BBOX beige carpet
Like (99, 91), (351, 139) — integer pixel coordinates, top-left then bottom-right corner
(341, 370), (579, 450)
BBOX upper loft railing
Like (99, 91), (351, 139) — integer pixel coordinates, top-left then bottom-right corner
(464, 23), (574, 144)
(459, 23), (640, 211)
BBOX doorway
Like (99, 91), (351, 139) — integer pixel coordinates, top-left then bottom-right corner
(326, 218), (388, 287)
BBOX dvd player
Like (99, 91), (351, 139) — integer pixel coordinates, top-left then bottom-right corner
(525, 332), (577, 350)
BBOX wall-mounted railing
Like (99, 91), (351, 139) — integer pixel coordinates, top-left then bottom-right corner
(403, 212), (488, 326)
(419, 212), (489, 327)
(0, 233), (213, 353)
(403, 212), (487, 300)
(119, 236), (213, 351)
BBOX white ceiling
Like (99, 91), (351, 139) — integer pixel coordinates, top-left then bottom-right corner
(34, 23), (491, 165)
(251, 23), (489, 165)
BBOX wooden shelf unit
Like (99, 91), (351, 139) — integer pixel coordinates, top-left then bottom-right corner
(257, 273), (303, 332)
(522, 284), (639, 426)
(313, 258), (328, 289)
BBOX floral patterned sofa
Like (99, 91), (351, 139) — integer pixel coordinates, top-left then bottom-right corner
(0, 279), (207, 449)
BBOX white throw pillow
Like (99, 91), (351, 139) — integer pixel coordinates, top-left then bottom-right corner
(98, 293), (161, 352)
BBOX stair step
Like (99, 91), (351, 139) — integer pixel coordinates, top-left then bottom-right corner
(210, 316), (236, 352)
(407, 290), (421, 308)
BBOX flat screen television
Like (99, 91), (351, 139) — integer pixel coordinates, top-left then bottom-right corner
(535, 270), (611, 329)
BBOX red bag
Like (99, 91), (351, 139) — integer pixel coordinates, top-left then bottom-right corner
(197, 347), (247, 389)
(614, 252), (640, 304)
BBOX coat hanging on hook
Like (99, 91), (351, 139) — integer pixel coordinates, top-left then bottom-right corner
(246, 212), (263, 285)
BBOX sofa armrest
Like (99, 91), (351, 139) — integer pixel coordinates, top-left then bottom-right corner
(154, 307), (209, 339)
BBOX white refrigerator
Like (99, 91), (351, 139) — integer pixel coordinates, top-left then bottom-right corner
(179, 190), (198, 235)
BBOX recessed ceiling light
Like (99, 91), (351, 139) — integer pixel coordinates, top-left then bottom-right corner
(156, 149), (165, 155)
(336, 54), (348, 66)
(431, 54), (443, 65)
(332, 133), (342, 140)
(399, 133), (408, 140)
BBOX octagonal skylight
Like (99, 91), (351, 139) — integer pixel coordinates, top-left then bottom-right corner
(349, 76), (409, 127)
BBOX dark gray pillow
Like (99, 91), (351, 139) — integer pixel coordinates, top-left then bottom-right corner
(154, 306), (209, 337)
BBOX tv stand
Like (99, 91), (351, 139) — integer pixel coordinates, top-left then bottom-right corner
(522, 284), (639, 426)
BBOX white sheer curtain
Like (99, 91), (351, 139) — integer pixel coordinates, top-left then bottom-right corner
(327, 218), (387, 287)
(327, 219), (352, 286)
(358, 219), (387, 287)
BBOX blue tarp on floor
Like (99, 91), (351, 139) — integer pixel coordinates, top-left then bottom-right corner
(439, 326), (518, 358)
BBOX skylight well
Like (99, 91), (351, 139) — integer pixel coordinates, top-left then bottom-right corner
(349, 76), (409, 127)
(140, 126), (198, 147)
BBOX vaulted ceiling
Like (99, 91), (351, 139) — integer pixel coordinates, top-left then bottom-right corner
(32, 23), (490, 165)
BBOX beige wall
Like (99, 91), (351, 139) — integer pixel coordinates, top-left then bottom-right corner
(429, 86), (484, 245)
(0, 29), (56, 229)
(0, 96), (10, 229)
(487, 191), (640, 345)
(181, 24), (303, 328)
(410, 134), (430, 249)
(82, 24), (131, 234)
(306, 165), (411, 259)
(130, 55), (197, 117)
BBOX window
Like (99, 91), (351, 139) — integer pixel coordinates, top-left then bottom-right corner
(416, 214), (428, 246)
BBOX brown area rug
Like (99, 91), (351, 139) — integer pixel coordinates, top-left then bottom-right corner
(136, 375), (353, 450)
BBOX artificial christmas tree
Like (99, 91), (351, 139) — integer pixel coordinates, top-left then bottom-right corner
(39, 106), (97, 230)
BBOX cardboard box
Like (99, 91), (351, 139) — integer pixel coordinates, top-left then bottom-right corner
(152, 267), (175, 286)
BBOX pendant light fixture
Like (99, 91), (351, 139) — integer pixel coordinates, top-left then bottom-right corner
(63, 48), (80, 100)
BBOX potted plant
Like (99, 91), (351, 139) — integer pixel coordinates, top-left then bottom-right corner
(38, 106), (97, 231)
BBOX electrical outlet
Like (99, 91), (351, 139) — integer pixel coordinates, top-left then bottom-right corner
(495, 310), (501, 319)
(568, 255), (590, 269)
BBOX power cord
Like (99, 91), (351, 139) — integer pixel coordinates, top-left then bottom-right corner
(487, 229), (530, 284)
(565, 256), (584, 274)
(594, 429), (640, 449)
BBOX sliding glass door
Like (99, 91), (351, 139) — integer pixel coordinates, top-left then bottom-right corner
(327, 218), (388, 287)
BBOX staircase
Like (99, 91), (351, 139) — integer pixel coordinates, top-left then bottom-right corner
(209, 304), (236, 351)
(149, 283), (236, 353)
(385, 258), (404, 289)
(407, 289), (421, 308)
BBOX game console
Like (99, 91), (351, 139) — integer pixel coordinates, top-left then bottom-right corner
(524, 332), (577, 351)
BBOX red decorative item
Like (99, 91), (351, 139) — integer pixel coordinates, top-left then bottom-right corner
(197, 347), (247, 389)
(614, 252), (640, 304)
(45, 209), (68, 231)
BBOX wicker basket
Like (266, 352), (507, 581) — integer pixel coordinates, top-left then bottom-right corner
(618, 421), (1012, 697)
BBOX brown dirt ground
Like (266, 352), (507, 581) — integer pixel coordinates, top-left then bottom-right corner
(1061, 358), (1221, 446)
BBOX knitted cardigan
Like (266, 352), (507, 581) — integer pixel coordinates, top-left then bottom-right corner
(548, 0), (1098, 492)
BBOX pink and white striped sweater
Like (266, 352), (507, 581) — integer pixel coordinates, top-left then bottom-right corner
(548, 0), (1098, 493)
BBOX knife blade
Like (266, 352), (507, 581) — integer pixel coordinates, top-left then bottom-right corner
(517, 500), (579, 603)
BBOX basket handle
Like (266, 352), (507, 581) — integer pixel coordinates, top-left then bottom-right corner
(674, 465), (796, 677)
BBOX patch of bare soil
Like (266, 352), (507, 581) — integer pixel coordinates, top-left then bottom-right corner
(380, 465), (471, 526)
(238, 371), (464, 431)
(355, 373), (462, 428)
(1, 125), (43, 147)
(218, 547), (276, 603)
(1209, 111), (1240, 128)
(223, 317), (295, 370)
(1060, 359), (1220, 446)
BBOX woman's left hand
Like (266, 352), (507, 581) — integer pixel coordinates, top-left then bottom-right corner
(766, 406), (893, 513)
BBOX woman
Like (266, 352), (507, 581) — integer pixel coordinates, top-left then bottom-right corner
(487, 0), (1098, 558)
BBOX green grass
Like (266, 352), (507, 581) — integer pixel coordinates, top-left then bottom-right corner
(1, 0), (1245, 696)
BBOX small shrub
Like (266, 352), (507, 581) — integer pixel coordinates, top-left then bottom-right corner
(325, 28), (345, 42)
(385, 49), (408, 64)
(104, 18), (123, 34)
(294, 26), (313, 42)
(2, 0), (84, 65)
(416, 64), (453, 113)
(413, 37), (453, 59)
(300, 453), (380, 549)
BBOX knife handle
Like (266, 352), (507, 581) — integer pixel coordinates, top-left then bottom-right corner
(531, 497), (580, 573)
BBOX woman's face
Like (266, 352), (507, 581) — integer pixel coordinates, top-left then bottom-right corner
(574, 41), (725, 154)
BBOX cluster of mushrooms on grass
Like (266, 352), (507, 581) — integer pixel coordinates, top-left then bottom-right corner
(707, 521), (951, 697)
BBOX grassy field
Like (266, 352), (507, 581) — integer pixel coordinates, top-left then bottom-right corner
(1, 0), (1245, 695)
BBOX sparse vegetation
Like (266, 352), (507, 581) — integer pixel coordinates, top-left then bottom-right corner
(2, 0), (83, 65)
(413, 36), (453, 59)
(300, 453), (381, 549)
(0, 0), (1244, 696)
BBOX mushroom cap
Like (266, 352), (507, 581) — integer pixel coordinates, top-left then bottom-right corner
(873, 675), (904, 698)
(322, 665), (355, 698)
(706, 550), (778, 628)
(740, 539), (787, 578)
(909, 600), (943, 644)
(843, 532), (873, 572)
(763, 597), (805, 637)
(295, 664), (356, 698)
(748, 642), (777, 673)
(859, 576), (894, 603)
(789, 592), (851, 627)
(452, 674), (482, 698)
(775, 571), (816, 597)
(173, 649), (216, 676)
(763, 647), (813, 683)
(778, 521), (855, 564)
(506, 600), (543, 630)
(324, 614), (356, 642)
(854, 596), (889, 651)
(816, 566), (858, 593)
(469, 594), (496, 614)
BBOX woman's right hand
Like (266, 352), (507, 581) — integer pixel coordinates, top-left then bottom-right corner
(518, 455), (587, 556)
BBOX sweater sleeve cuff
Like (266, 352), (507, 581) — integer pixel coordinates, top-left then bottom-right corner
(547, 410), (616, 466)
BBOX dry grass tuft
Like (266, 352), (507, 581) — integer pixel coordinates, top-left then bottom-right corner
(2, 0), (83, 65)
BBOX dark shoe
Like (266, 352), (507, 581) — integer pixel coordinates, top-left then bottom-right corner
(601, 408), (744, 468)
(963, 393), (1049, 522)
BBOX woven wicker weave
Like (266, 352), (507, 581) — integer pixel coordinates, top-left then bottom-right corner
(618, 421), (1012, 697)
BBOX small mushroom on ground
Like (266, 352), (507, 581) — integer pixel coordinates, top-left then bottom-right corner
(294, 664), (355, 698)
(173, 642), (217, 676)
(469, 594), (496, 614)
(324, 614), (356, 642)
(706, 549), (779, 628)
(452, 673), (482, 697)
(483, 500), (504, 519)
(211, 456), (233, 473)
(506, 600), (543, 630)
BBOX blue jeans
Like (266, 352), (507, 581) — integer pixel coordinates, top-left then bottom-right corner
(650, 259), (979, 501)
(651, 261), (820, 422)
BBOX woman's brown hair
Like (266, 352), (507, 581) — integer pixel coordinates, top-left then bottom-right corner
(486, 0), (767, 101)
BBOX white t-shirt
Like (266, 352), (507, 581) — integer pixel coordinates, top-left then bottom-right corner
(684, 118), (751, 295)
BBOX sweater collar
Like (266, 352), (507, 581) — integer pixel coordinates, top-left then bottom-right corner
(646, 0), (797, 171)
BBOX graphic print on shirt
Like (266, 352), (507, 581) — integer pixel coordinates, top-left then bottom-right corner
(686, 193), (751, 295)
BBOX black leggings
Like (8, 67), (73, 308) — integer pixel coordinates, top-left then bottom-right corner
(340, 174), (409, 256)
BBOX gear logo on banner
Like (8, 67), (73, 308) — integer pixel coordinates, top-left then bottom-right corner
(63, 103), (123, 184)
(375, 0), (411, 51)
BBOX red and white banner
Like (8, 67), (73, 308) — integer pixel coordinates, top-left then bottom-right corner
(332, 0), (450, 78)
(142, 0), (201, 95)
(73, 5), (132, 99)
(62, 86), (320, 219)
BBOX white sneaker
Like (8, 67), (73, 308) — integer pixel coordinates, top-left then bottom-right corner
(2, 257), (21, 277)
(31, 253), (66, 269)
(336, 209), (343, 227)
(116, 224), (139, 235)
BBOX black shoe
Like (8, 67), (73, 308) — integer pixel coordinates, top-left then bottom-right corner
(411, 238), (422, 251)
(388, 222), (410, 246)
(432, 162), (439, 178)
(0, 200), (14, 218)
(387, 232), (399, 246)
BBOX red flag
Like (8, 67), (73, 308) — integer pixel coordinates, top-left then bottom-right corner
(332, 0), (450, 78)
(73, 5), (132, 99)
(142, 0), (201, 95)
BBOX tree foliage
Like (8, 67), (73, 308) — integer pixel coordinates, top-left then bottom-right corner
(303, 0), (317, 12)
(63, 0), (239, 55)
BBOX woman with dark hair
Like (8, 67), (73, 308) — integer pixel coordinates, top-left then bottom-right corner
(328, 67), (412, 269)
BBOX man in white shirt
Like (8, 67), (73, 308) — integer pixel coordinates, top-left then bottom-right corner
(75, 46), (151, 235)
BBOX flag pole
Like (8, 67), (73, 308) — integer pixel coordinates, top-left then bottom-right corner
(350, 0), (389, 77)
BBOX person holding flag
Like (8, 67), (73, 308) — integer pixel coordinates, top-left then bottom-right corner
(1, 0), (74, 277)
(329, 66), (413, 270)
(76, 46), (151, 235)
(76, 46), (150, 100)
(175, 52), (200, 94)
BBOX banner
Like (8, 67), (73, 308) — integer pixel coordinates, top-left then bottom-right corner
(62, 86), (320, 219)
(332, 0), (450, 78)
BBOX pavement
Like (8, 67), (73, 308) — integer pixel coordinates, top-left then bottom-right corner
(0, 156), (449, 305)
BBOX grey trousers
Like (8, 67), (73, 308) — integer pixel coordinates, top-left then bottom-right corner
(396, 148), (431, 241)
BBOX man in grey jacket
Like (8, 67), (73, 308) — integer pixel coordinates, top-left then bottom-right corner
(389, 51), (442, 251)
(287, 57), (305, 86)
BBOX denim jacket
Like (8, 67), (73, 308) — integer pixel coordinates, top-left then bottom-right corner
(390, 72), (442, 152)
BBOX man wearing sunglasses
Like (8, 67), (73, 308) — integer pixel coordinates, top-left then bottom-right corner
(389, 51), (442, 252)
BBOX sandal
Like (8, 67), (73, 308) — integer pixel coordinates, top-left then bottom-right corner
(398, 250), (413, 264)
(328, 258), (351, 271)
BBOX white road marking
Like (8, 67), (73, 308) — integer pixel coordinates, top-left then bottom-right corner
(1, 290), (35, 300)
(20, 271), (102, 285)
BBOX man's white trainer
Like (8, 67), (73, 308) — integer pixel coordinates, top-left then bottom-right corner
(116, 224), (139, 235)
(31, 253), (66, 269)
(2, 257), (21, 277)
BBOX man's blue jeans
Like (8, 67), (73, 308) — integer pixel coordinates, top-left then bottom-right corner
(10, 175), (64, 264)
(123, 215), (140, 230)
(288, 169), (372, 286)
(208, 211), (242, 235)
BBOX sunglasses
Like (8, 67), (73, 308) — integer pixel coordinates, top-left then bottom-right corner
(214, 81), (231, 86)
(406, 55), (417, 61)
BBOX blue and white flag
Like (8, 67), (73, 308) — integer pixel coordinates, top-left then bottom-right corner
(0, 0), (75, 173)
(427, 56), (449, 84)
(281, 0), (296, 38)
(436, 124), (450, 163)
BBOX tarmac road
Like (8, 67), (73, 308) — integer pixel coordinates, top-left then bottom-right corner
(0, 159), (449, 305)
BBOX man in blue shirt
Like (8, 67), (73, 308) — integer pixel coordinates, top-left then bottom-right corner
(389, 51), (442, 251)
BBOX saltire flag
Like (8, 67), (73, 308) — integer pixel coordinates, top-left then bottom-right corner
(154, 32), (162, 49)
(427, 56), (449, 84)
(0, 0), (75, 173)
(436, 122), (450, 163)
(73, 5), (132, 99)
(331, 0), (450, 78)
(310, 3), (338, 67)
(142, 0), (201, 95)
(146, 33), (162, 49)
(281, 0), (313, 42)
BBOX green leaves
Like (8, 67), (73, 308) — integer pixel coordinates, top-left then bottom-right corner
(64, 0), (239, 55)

What to produce: Nothing should appear in the answer except the lines above from the line with "BBOX octagonal skylight" through the line with "BBOX pendant light fixture", both included, written out exactly.

Reply to the task:
BBOX octagonal skylight
Like (99, 91), (351, 139) — integer pixel coordinates, top-left then bottom-right corner
(349, 76), (409, 127)
BBOX dark gray pillow
Like (99, 91), (351, 139) — integer pixel coordinates, top-left then bottom-right corner
(154, 306), (209, 337)
BBOX tv stand
Like (99, 91), (351, 139) — integer pixel coordinates, top-left then bottom-right corner
(522, 284), (639, 426)
BBOX white sheer curtain
Like (99, 91), (351, 139) — integer pixel coordinates, top-left then bottom-right corner
(327, 218), (387, 287)
(327, 219), (352, 286)
(358, 219), (387, 287)
BBOX blue tarp on floor
Like (99, 91), (351, 139) — integer pixel coordinates, top-left then bottom-right corner
(439, 326), (518, 358)
BBOX skylight well
Like (99, 91), (351, 139) — integer pixel coordinates, top-left then bottom-right corner
(349, 76), (409, 127)
(140, 126), (198, 147)
BBOX vaulted ceiling
Like (99, 91), (351, 139) — integer pixel coordinates, top-left then bottom-right corner
(32, 23), (490, 165)
BBOX beige wall
Like (99, 91), (351, 139) — integer pixel coordinates, top-left then bottom-right corner
(429, 86), (484, 245)
(0, 29), (56, 229)
(0, 96), (10, 229)
(487, 191), (640, 345)
(181, 24), (303, 328)
(410, 134), (430, 249)
(82, 24), (131, 234)
(306, 165), (411, 259)
(130, 55), (197, 117)
BBOX window
Like (99, 91), (351, 139) — integer pixel coordinates, top-left then bottom-right corner
(416, 214), (428, 246)
BBOX brown area rug
Like (99, 91), (351, 139) — integer pixel coordinates, top-left then bottom-right corner
(136, 375), (353, 450)
BBOX artificial christmas tree
Like (99, 91), (351, 139) — integer pixel coordinates, top-left then bottom-right corner
(39, 106), (97, 230)
BBOX cardboard box
Like (99, 91), (351, 139) — integer pixel coordinates, top-left then bottom-right corner
(152, 267), (175, 286)
BBOX pendant light fixture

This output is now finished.